* _Exercícios propostos_
1. Segundo a reportagem sobre a jovem mantida em cárcere pelo tio, com quem ela estava quando soube da prisão dele?
2. Explique, em até três frases e com base na reportagem, por que foram colocadas grades nas portas e janelas da casa da família.
3. Por favor, dê continuidade à reportagem sobre a jovem mantida em cárcere pelo tio a partir da última frase apresentada.

* _Trecho da reportagem_
------------------------

No entorno da casa da família, para dar sensação de segurança, foram colocadas grades nas portas e nas janelas. Isso porque todos tinham dificuldades para dormir e, ainda, para realizar os afazeres diários era solicitada a escolta policial.

Ao repórter André Afonso, da TV Gazeta Norte, a jovem falou sobre algumas lembranças dos momentos difíceis, de como lidou com os abusos psicológicos cometidos pelo tio, como foi o período do resgate e os primeiros dias de volta com a família. Ela falou ainda também sobre o plano de voltar à escola, concluir o ensino médio e tentar levar a vida como deveria, normalmente.

Após se apresentar às autoridades policiais, voluntariamente e com a presença de um advogado, o homem foi interrogado e negou todas as acusações. Ainda apresentou fotografias e extratos bancários como tentativa de provar sua versão. Questionada sobre o depoimento do tio, a vítima afirmou que ficou revoltada.

Como foi receber a notícia de que seu tio foi preso?

  • Eu estava com meu pai quando soube que ele foi preso. Fico aliviada porque podemos ficar sossegados. Não tem como ele vir até aqui agora que está preso. Antes, eu tinha muito medo dele conseguir fazer mal para a minha família. Ele sempre ameaçou todo mundo. Ele dizia que, se eu pedisse ajuda para alguém, ele pegaria a pessoa e depois seria eu. Agora eu posso terminar meus estudos, sair um pouco, ver as pessoas. Muita gente queria me ver, mas eu tinha medo quando ele estava solto. Quem vem mais é a família. Recebi também visitas de amigos. De agora em diante, eu também posso vê-los.

Como você se manteve firme quando estava em cárcere?

  • Eu me sustentava na fé em Deus, se eu estou de pé hoje é graças a Ele. Passei por muita coisa, coisa que muitos não conseguem imaginar. Eu confio Nele, sei que vou melhorar.

Alguém sabia sobre o sequestro e pelo que você passava em cárcere?

  • Não sei se sabiam, mas dava para perceber que havia algo de errado. Dava para ver que eu não estava bem. Algumas pessoas me olharam quando eu vim para cá e disseram que eu aparentava estar doente. Eu tinha semblante de quem estava doente.

O que seu tio falava sobre sua família?

------------------------

* _Trechos das linhas_

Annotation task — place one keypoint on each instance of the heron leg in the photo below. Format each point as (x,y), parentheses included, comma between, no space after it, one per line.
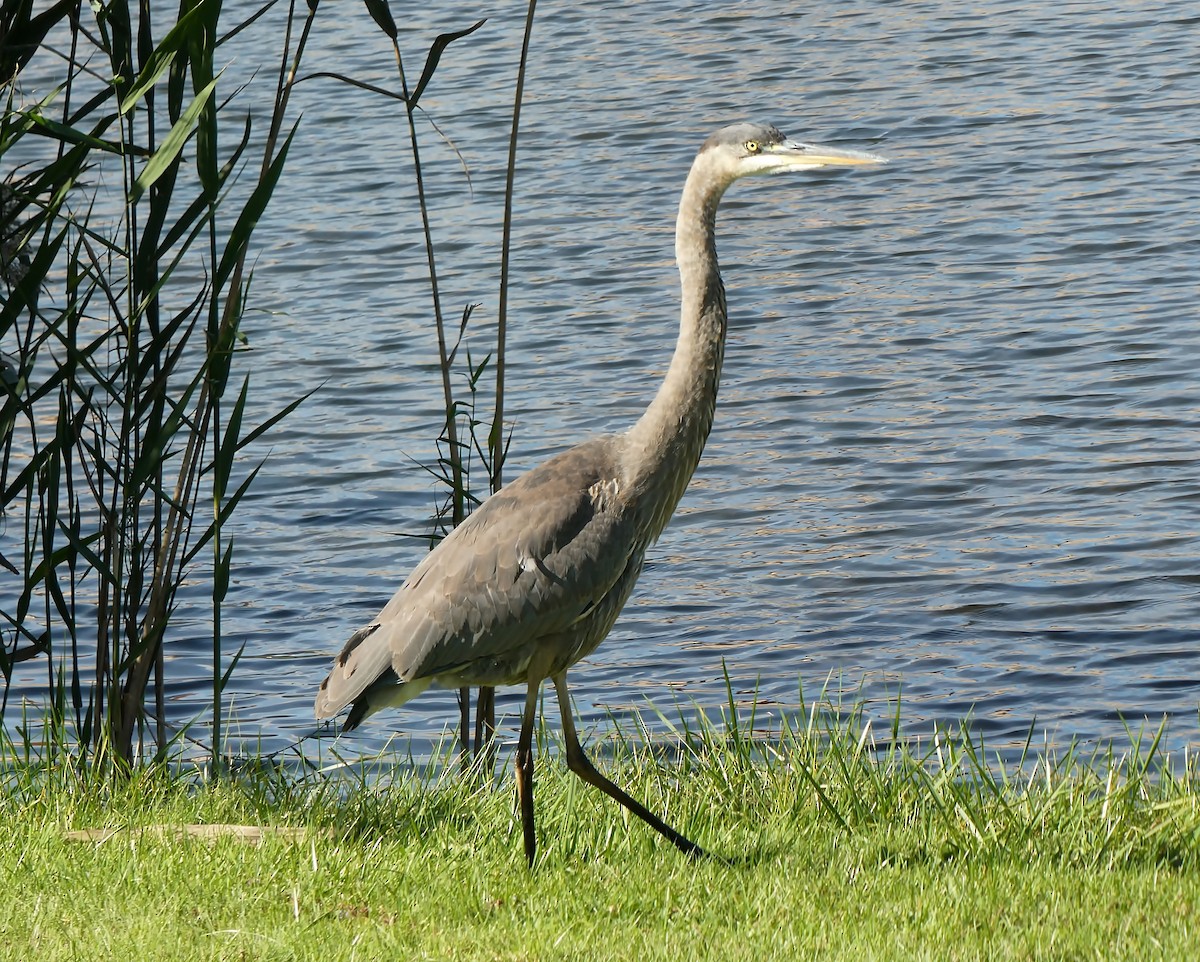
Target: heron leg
(525,770)
(579,763)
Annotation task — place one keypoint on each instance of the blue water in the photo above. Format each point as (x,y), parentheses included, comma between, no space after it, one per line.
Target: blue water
(955,456)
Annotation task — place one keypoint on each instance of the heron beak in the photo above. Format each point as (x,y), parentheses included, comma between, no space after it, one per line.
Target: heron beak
(814,155)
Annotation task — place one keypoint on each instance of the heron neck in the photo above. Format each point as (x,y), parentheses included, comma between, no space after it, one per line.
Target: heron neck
(664,446)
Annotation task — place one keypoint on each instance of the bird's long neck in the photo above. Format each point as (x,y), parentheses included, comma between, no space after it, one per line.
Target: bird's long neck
(664,446)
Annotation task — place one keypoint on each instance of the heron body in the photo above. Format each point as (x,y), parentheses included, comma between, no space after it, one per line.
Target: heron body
(535,578)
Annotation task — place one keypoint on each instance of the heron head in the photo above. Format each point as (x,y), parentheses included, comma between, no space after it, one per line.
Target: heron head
(749,149)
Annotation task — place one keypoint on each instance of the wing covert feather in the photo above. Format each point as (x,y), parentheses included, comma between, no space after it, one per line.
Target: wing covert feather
(527,564)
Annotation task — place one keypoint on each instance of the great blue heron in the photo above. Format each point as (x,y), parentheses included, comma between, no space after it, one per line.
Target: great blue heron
(533,581)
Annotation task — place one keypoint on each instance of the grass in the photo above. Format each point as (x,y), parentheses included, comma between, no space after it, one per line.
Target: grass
(829,847)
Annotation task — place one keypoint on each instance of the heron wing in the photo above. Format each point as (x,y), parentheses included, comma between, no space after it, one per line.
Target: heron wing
(532,560)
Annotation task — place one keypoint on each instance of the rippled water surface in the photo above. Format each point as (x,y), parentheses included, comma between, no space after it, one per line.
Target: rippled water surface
(955,455)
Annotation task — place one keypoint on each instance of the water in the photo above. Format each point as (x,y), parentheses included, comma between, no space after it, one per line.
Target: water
(955,452)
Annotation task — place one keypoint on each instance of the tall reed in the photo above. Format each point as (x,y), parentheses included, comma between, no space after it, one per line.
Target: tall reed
(119,425)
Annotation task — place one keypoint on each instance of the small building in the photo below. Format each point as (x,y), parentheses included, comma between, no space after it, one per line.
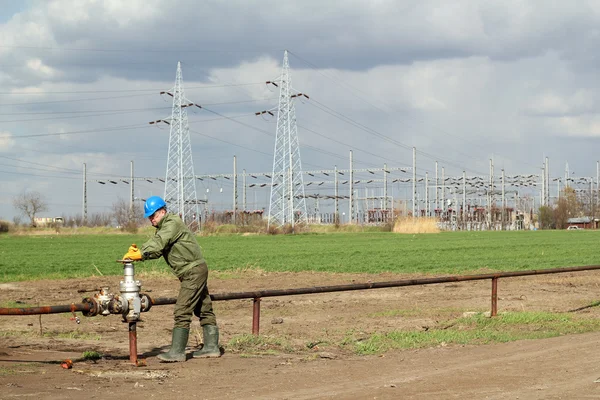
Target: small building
(46,221)
(582,223)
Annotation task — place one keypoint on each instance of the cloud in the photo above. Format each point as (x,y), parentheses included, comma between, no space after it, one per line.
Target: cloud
(6,141)
(463,82)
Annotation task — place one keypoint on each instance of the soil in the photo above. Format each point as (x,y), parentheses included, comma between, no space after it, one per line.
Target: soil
(301,354)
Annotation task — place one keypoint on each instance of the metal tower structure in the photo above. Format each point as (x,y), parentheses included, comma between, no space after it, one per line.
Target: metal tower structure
(287,204)
(180,182)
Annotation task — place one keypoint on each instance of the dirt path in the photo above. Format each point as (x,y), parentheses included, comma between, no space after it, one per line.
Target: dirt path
(558,368)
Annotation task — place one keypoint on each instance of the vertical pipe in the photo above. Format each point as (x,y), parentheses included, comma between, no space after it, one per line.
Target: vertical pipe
(84,210)
(543,195)
(234,189)
(336,217)
(443,189)
(414,182)
(256,316)
(244,190)
(131,192)
(494,297)
(351,183)
(547,185)
(503,201)
(385,188)
(133,343)
(464,213)
(426,194)
(437,191)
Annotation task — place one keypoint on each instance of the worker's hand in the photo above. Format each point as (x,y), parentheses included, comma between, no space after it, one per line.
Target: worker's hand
(133,253)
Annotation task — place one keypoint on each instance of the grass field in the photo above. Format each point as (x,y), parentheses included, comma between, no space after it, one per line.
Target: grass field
(61,256)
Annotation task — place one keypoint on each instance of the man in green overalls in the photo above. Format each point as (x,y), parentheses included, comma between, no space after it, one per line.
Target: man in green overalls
(177,244)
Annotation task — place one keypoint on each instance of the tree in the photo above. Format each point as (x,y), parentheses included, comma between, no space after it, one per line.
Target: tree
(30,204)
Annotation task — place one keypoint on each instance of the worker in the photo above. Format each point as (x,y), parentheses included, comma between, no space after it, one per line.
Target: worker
(177,244)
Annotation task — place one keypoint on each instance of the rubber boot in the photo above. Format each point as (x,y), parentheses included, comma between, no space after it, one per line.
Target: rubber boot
(177,351)
(211,343)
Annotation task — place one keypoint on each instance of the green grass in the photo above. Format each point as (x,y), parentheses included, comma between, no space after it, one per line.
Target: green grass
(477,330)
(248,345)
(71,256)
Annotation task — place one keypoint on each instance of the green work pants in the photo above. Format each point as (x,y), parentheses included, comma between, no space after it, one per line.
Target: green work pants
(194,299)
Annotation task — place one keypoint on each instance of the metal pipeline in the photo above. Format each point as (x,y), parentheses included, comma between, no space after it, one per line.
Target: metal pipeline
(84,307)
(104,303)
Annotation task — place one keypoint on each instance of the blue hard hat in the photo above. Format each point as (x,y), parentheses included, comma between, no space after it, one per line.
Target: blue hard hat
(153,204)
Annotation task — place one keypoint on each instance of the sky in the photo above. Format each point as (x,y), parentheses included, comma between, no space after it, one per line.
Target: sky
(463,82)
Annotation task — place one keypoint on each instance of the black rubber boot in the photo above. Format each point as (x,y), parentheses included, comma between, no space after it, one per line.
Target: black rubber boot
(211,343)
(177,351)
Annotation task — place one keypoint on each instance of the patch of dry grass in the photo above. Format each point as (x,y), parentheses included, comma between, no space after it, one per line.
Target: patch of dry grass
(416,225)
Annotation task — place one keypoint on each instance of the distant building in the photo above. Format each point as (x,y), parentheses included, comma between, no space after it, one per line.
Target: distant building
(583,222)
(45,221)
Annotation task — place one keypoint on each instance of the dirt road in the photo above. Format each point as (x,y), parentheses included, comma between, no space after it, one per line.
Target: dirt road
(300,355)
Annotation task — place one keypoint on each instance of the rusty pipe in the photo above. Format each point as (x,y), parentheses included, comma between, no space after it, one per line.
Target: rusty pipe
(87,306)
(378,285)
(66,308)
(133,342)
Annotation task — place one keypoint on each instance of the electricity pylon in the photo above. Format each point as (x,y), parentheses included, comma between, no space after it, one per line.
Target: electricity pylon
(180,182)
(287,203)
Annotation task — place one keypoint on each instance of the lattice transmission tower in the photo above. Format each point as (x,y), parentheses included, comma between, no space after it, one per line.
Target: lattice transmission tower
(287,203)
(180,182)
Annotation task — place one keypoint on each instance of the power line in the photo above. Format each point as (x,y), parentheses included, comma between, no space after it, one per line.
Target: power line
(125,90)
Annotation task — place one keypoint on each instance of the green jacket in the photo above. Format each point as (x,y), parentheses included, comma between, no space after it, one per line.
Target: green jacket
(174,241)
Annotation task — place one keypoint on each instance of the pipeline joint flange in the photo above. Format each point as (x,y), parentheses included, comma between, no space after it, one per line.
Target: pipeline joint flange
(94,307)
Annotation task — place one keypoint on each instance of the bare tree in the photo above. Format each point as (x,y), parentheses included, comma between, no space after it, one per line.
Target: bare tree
(30,204)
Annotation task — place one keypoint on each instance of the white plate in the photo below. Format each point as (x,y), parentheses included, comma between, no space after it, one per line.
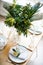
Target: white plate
(23,54)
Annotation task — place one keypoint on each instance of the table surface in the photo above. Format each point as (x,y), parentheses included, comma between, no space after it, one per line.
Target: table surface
(4,60)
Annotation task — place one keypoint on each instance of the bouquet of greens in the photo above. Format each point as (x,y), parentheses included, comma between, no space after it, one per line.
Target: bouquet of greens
(20,16)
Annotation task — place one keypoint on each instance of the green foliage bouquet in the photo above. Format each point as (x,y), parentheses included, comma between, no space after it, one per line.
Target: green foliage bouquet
(21,16)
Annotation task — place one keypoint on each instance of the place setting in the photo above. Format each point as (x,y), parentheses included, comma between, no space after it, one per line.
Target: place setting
(18,54)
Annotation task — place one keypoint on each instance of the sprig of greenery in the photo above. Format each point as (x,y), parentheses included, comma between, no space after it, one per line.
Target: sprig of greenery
(20,16)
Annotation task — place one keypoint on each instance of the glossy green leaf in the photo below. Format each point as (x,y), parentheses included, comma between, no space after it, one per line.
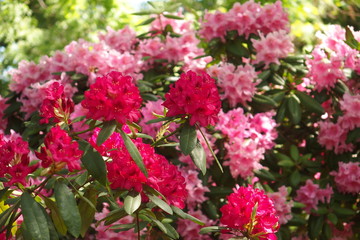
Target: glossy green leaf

------------------------

* _Respostas por tarefa_
1. Com o pai.

2. As grades foram colocadas para dar à família sensação de segurança. Isso porque todos tinham dificuldades para dormir e precisavam de escolta policial para realizar os afazeres diários.

3.
  • Ele inventava mentiras, dizia que o meu pai só considerava o meu irmão como filho e que a minha mãe iria quebrar as minhas pernas. Inventava. Como eu estava fragilizada, acabei acreditando.

Como você teve coragem de denunciá-lo?

  • Eu sempre tive vontade de pedir ajuda, mas o medo me deixava apavorada. Ele me ameaçava o tempo todo. Quando ganhei um celular, consegui. Pedi ajuda e minha prima falou com meu pai. Em menos de um mês, eu consegui ser resgatada.

Você sabia sobre a operação de resgate?

  • Eu não sabia que a polícia ia chegar. Eu já tinha pedido ajuda para uma prima minha. Conversamos, mas não me falaram que dia iria ocorrer o resgate.

O que você sentiu quando ele negou tudo à polícia?

  • Eu fiquei revoltada (quando ele disse que era mentira). Eu fazia de tudo para sobreviver naquele lugar. Passei muito tempo mal, isso feriu o meu psicológico e vou precisar fazer acompanhamento para tentar levar uma vida normal.

Como foi o retorno para casa?

  • Desde que voltei a Rio Bananal não vinha conseguindo dormir e só saía de casa acompanhada da polícia. Vi meus parentes no dia que cheguei. Passamos uns dias fora após as ameaças. Depois que colocaram grades, a gente voltou aqui. Tive acompanhamento com psicóloga, tenho uma avaliação para fazer com uma psiquiatra. Fiz uma bateria de exames e está tudo bem comigo, graças a Deus. Estou tendo todo apoio da saúde e da Polícia Civil.

Quais são seus sonhos agora?

  • Eu por enquanto penso em terminar os meus estudos. Eu ainda não tenho nenhum sonho de profissão. Vou pensar nisso no futuro. Meu sonho é terminar, porque eu parei. Eu vou conseguir. Ele não me deixava, porque é um lugar onde eu poderia conseguir ajuda.

Qual recado você deixa às mulheres que sofrem violência?

  • Que tenham coragem. Você é a única pessoa que pode se tirar de uma vida ruim. Nada é culpa sua. A pessoa que está te machucando faz isso, vai ferindo o seu psicológico, para que você pense que tenha culpa e seja a pessoa errada. Eu perdi a esperança, em vários momentos eu achei que iria morrer. Eu não sabia que o meu pai estava me procurando. Eu não sabia. Procure alguém de confiança. Não é todo mundo que vai te ajudar, sentir a sua dor.

Por fim, o que você espera da Justiça agora?

  • Eu peço justiça por tudo que aconteceu comigo. Foram quase 10 anos de sofrimento. Quero que ele pague pelo mal que me causou.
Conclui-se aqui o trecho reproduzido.